- **WRITTEN TASK**
Copy out the items below, switching each "Study" to "Examine" and leaving every other word as it stands.

****************

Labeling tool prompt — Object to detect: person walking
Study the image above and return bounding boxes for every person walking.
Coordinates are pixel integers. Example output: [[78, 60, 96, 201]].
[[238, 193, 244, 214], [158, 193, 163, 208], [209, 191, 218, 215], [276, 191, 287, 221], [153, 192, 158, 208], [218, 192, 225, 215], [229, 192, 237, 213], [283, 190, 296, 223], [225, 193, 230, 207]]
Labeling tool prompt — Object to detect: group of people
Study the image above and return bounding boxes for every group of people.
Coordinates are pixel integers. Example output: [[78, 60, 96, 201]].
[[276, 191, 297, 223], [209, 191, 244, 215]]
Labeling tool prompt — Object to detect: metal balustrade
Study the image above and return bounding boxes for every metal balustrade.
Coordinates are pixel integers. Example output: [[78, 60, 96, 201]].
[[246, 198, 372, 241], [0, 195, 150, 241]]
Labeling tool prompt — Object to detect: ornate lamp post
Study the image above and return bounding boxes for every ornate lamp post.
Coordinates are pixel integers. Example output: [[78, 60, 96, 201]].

****************

- **RESPONSE TO THE TASK**
Labeling tool prompt — Object to detect: person walking
Examine the image above and return bounding boxes for every person walking.
Coordinates are pixel integers. Example output: [[78, 60, 96, 201]].
[[238, 193, 244, 214], [158, 193, 163, 208], [209, 191, 218, 215], [276, 191, 287, 221], [153, 192, 158, 208], [218, 192, 225, 215], [229, 192, 237, 213], [283, 190, 296, 223], [225, 193, 230, 207]]
Labeling tool prompt — Object to detect: group of people
Examine the image above and return bounding boxes for every group of people.
Coordinates are pixel integers. Example output: [[78, 60, 96, 201]].
[[276, 191, 297, 223], [209, 191, 244, 215]]
Labeling tool prompt — Object to detect: metal balustrade
Examine the image above and return bounding boxes for every metal balustrade.
Coordinates are pixel integers. Example output: [[78, 60, 96, 201]].
[[246, 198, 372, 241], [0, 195, 150, 241]]
Labeling tool prompt — Object to detect: ornate lamp post
Examine the image above and return bounding boxes for every ornate lamp post.
Coordinates are pixel integers. Example output: [[78, 60, 96, 201]].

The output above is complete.